■ Exercise materials
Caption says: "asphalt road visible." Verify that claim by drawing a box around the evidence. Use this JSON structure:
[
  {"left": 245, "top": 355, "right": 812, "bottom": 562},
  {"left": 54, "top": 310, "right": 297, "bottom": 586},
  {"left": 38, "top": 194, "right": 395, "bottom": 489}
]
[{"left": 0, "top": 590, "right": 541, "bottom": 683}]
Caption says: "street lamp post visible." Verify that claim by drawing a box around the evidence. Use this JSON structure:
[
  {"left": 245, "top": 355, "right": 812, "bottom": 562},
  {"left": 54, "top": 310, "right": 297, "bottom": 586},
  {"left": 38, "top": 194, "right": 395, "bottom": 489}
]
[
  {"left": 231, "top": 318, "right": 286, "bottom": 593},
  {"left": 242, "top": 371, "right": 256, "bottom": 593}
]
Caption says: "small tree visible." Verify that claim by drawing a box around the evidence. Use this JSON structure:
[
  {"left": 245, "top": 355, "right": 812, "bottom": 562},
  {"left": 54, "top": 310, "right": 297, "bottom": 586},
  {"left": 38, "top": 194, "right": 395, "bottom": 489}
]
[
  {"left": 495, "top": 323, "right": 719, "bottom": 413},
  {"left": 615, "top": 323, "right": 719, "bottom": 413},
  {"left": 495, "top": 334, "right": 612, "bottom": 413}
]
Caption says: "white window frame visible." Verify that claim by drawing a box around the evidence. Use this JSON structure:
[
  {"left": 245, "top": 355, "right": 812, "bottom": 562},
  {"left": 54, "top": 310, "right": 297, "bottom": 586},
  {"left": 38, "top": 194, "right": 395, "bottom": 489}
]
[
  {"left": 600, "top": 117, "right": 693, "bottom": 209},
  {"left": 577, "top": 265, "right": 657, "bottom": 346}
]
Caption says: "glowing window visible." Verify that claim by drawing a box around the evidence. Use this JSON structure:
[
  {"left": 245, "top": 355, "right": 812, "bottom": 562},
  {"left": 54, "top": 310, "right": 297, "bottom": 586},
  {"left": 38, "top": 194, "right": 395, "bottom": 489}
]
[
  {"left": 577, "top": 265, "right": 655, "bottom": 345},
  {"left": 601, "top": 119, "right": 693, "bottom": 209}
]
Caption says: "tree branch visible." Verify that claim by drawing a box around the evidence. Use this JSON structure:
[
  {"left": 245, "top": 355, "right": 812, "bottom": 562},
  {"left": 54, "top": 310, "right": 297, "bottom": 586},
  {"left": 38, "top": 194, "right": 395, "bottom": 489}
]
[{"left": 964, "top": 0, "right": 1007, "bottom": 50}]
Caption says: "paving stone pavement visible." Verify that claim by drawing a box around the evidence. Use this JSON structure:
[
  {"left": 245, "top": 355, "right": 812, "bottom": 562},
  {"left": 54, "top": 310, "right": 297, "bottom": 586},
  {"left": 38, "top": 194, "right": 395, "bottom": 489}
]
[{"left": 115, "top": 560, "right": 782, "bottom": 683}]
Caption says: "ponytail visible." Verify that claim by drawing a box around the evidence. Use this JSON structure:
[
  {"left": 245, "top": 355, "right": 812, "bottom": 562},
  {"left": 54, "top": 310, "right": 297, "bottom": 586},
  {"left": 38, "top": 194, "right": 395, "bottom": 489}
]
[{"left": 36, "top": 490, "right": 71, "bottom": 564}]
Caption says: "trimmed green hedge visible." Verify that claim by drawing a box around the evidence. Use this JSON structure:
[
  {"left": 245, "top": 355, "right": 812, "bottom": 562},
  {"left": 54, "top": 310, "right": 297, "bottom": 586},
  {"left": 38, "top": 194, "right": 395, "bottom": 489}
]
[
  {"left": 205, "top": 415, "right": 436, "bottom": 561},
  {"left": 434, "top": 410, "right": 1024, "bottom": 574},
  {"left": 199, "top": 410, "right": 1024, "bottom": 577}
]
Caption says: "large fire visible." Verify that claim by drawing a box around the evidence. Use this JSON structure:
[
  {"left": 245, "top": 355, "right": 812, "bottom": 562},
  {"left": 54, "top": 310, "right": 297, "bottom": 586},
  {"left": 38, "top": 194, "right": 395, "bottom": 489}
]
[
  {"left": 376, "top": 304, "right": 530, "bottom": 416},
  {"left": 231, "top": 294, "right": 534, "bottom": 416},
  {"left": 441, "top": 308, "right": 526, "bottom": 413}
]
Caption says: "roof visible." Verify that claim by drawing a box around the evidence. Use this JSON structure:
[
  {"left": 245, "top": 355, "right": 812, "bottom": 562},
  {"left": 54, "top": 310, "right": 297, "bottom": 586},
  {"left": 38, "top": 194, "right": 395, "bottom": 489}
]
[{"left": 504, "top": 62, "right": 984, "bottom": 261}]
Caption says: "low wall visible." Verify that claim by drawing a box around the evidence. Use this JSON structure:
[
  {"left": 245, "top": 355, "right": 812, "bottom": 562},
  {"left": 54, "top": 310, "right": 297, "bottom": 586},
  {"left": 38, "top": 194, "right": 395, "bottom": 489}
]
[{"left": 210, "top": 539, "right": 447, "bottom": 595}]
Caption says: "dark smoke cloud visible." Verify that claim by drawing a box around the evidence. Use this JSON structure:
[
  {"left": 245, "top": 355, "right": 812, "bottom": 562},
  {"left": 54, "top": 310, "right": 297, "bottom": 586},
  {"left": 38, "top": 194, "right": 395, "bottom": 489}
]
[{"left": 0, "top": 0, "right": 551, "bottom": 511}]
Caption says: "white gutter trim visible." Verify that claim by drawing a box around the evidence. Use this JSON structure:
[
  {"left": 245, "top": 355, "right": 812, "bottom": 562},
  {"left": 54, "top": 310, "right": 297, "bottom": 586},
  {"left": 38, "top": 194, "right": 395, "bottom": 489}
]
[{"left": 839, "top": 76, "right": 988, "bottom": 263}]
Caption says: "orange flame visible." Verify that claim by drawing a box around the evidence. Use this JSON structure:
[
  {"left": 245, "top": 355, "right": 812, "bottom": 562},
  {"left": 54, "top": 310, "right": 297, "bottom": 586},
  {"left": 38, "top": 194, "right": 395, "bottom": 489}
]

■ Your goal
Pull out every line of the records above that contains the word "window" and copy each one in full. Case counts.

■ Answer to the task
Caption says: "white window frame visible." Verify that claim by drawing a box around the evidence. Use this JSON structure:
Caption says: "glowing window visible." Verify that claim by drawing a box around the evidence. Use this JSON structure:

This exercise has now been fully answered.